[Referring expression pointing data]
──────────

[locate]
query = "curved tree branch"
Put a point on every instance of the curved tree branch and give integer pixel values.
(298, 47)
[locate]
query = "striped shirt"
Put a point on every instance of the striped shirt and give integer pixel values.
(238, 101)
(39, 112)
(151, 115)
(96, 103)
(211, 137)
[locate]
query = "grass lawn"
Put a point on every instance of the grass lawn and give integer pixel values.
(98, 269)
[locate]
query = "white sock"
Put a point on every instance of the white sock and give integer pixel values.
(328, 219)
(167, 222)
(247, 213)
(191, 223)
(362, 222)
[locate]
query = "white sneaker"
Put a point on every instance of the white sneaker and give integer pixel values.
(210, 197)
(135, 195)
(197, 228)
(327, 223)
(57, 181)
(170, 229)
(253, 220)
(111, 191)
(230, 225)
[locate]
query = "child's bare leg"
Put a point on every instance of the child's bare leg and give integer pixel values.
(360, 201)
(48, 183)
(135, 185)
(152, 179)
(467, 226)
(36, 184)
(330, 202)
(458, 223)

──────────

Transcribe each entry precisely, missing none.

[locate]
query = "curved tree branch"
Put a point on every instance of the curved tree branch and give integer pixel values.
(298, 47)
[locate]
query = "striped shirt"
Put a point on every instance of the striped shirt and give integer pixel values.
(238, 101)
(39, 112)
(151, 115)
(96, 103)
(211, 137)
[locate]
query = "grass lawn"
Put a point on every instance of the grass lawn and give integer pixel values.
(98, 269)
[locate]
query = "white sock"
Put a point on every instance of the white sock and give integer pixel values.
(328, 219)
(167, 222)
(247, 213)
(191, 223)
(362, 222)
[locate]
query = "white sneaker"
Put a point on every instance of the white sneaker and give integer pixel values.
(210, 197)
(135, 195)
(197, 228)
(327, 223)
(57, 181)
(170, 229)
(253, 220)
(111, 191)
(230, 225)
[locate]
query = "child's bare leg"
Put a point on every instance of the child's bare leg and give integer pixel values.
(360, 201)
(48, 183)
(135, 185)
(152, 179)
(467, 226)
(36, 184)
(330, 202)
(458, 223)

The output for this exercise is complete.